Image entries on named regions
--

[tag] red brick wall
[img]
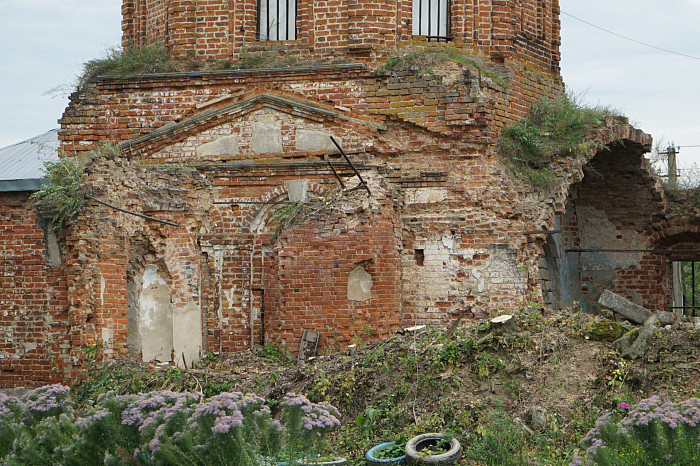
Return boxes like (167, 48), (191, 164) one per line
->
(122, 0), (560, 70)
(265, 178), (404, 351)
(0, 193), (69, 388)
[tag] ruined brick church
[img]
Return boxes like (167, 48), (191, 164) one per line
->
(0, 0), (698, 387)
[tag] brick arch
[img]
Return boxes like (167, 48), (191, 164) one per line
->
(651, 225), (700, 249)
(243, 181), (330, 233)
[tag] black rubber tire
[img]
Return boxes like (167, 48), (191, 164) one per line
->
(406, 433), (462, 466)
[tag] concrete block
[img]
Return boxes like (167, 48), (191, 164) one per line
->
(622, 325), (654, 359)
(296, 129), (343, 151)
(598, 290), (652, 324)
(348, 266), (372, 301)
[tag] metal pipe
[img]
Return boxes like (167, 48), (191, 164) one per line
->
(85, 196), (180, 227)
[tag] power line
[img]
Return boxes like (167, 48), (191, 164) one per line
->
(562, 11), (700, 61)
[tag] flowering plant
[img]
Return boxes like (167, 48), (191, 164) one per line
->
(572, 396), (700, 465)
(0, 385), (340, 466)
(280, 393), (340, 462)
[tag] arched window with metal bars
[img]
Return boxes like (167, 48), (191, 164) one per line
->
(413, 0), (451, 42)
(258, 0), (297, 41)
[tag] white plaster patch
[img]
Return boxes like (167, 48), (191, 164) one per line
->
(224, 286), (237, 309)
(24, 343), (38, 353)
(295, 129), (343, 151)
(196, 134), (238, 158)
(173, 303), (202, 368)
(404, 188), (447, 204)
(100, 272), (107, 308)
(250, 115), (282, 154)
(576, 206), (648, 270)
(348, 266), (372, 301)
(442, 236), (455, 249)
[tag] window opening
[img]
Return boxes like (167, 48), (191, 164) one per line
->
(258, 0), (297, 41)
(413, 0), (451, 42)
(671, 261), (700, 317)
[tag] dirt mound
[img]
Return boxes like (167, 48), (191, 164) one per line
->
(76, 308), (700, 464)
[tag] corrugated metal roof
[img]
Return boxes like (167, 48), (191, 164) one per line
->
(0, 129), (58, 191)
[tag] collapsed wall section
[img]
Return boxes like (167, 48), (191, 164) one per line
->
(0, 192), (70, 388)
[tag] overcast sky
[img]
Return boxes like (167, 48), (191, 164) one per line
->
(0, 0), (700, 171)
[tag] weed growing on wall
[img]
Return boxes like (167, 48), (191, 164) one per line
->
(499, 95), (610, 189)
(377, 49), (507, 86)
(76, 45), (178, 91)
(31, 144), (119, 231)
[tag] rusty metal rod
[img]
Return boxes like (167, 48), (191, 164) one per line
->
(565, 249), (700, 254)
(329, 136), (372, 196)
(85, 196), (180, 227)
(328, 160), (345, 189)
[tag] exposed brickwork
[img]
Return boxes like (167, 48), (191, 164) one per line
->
(122, 0), (560, 71)
(0, 0), (689, 384)
(0, 193), (70, 388)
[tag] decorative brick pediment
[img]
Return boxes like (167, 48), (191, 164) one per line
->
(120, 93), (385, 161)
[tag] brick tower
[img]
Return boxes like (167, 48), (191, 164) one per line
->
(0, 0), (658, 386)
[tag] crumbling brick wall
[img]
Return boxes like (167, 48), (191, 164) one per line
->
(122, 0), (560, 71)
(0, 0), (680, 386)
(0, 192), (70, 388)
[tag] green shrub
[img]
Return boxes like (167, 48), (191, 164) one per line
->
(77, 45), (178, 91)
(499, 95), (610, 188)
(0, 385), (340, 466)
(572, 396), (700, 466)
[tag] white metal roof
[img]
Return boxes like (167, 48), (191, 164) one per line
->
(0, 129), (58, 191)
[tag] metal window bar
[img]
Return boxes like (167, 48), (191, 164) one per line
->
(258, 0), (297, 42)
(671, 261), (700, 317)
(413, 0), (452, 42)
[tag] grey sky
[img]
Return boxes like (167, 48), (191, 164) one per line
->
(0, 0), (700, 172)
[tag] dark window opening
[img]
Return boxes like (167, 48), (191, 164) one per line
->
(671, 261), (700, 317)
(415, 249), (425, 265)
(258, 0), (297, 41)
(413, 0), (451, 42)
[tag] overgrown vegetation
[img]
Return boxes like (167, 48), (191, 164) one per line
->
(0, 385), (340, 466)
(572, 396), (700, 466)
(31, 144), (120, 231)
(499, 94), (611, 189)
(76, 45), (178, 91)
(270, 202), (304, 243)
(377, 49), (507, 86)
(13, 303), (700, 466)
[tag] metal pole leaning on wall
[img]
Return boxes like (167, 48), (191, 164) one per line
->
(85, 196), (180, 227)
(330, 136), (372, 196)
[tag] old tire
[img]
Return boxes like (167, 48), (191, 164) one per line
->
(365, 442), (406, 466)
(406, 433), (462, 466)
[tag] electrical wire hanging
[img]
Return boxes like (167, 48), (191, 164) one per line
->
(561, 10), (700, 60)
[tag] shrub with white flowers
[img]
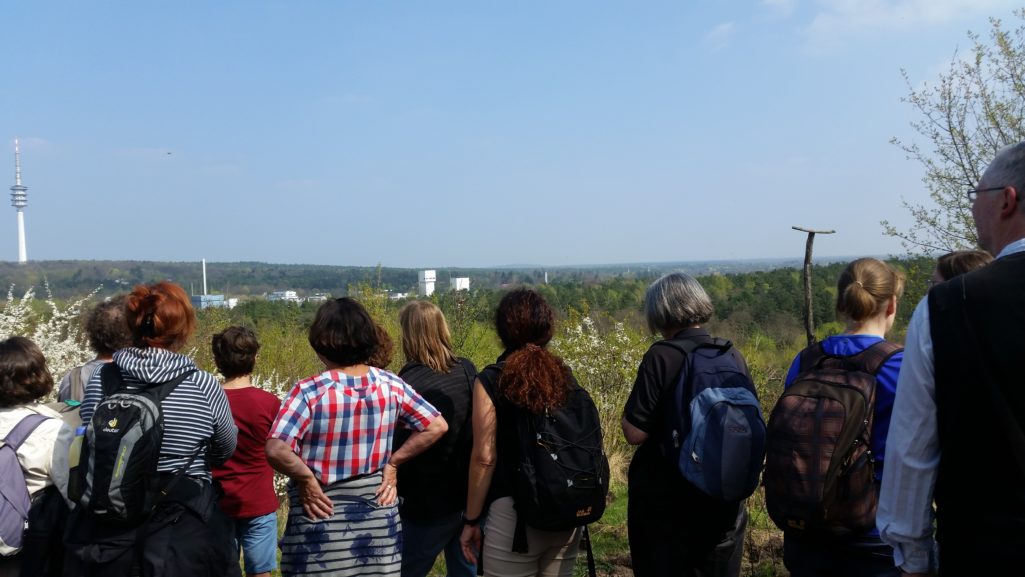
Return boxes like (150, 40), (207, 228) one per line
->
(0, 283), (99, 401)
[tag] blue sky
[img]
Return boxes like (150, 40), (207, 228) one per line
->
(0, 0), (1018, 267)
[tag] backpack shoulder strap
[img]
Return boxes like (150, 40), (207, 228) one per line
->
(850, 340), (904, 375)
(99, 361), (124, 399)
(3, 413), (50, 452)
(655, 336), (733, 357)
(68, 365), (85, 401)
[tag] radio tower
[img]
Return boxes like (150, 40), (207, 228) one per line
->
(10, 138), (29, 264)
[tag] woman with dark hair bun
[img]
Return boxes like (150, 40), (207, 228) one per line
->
(0, 336), (72, 577)
(68, 281), (239, 577)
(267, 298), (448, 576)
(460, 289), (581, 577)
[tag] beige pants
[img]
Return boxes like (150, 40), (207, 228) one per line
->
(484, 497), (582, 577)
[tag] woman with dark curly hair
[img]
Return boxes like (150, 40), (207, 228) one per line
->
(57, 294), (131, 403)
(210, 327), (281, 577)
(0, 336), (73, 577)
(267, 298), (448, 576)
(460, 289), (581, 577)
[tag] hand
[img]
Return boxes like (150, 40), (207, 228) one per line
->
(374, 463), (399, 505)
(299, 478), (334, 521)
(459, 525), (481, 565)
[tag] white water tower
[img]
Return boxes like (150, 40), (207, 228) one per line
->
(416, 271), (438, 298)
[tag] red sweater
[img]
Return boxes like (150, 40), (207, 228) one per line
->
(213, 386), (281, 519)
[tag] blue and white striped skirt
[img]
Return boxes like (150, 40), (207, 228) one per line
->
(280, 471), (402, 577)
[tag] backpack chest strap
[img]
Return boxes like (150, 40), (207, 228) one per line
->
(3, 413), (50, 452)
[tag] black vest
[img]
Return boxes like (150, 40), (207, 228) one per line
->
(934, 252), (1025, 575)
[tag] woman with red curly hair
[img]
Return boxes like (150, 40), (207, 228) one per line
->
(460, 289), (581, 577)
(68, 281), (239, 577)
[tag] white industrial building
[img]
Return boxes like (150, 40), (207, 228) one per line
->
(416, 271), (438, 298)
(267, 290), (302, 302)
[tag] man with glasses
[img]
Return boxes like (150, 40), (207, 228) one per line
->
(876, 142), (1025, 576)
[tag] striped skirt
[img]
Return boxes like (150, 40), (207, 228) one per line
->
(280, 472), (402, 577)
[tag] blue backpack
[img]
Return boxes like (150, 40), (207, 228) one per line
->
(660, 338), (766, 501)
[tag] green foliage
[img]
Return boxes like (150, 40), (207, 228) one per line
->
(551, 308), (651, 460)
(882, 8), (1025, 254)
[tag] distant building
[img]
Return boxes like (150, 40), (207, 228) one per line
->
(416, 271), (438, 298)
(191, 294), (227, 311)
(267, 290), (302, 302)
(306, 292), (328, 302)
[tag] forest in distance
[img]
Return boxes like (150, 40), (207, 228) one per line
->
(0, 257), (865, 298)
(0, 257), (934, 577)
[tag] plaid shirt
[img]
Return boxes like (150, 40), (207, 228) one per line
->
(268, 368), (440, 485)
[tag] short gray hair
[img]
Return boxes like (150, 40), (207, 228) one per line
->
(644, 273), (714, 333)
(984, 142), (1025, 210)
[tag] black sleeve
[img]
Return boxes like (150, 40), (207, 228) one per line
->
(623, 345), (683, 435)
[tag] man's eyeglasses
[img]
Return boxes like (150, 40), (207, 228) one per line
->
(968, 187), (1007, 202)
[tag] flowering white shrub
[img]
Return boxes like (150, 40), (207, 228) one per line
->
(0, 283), (99, 401)
(250, 370), (295, 500)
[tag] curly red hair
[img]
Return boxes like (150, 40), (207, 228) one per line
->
(125, 281), (196, 352)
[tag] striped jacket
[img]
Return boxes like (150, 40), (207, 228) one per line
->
(81, 347), (238, 481)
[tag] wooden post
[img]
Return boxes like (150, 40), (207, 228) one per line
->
(790, 226), (836, 346)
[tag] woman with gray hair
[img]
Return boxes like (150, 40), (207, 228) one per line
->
(622, 273), (747, 577)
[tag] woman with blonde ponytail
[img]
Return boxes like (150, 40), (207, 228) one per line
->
(783, 258), (904, 577)
(460, 289), (581, 577)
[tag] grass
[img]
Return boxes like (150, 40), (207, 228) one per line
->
(272, 480), (788, 577)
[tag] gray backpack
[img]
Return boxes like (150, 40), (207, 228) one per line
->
(0, 414), (49, 557)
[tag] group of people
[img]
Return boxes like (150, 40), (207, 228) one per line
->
(0, 142), (1025, 577)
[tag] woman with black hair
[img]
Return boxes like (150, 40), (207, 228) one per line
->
(0, 336), (72, 577)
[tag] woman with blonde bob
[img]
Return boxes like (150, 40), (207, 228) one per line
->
(783, 258), (904, 577)
(395, 300), (477, 577)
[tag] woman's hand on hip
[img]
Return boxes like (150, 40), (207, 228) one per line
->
(298, 478), (334, 520)
(374, 463), (399, 505)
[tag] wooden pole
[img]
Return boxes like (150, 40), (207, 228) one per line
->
(790, 226), (836, 346)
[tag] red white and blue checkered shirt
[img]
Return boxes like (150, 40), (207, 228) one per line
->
(268, 368), (440, 485)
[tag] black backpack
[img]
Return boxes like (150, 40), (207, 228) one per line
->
(78, 363), (194, 524)
(764, 340), (903, 535)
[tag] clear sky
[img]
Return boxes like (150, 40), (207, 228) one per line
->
(0, 0), (1018, 267)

--

◆ Task objective ◆
Copy out the stretch from the line containing "[tag] red white and blue checkered shirt" through the end of the entries, swapping "black backpack" for "gray backpack" and keeping everything else the same.

◆ Full response ◆
[tag] red white and blue checkered shirt
[img]
Return boxes like (150, 40), (207, 228) one per line
->
(268, 368), (440, 485)
[tag] gray backpack
[img]
Return boxes like (150, 40), (207, 228) one per line
->
(78, 363), (194, 524)
(764, 340), (903, 535)
[tag] clear sky
[img]
Return boxes like (150, 40), (207, 228) one per line
->
(0, 0), (1018, 267)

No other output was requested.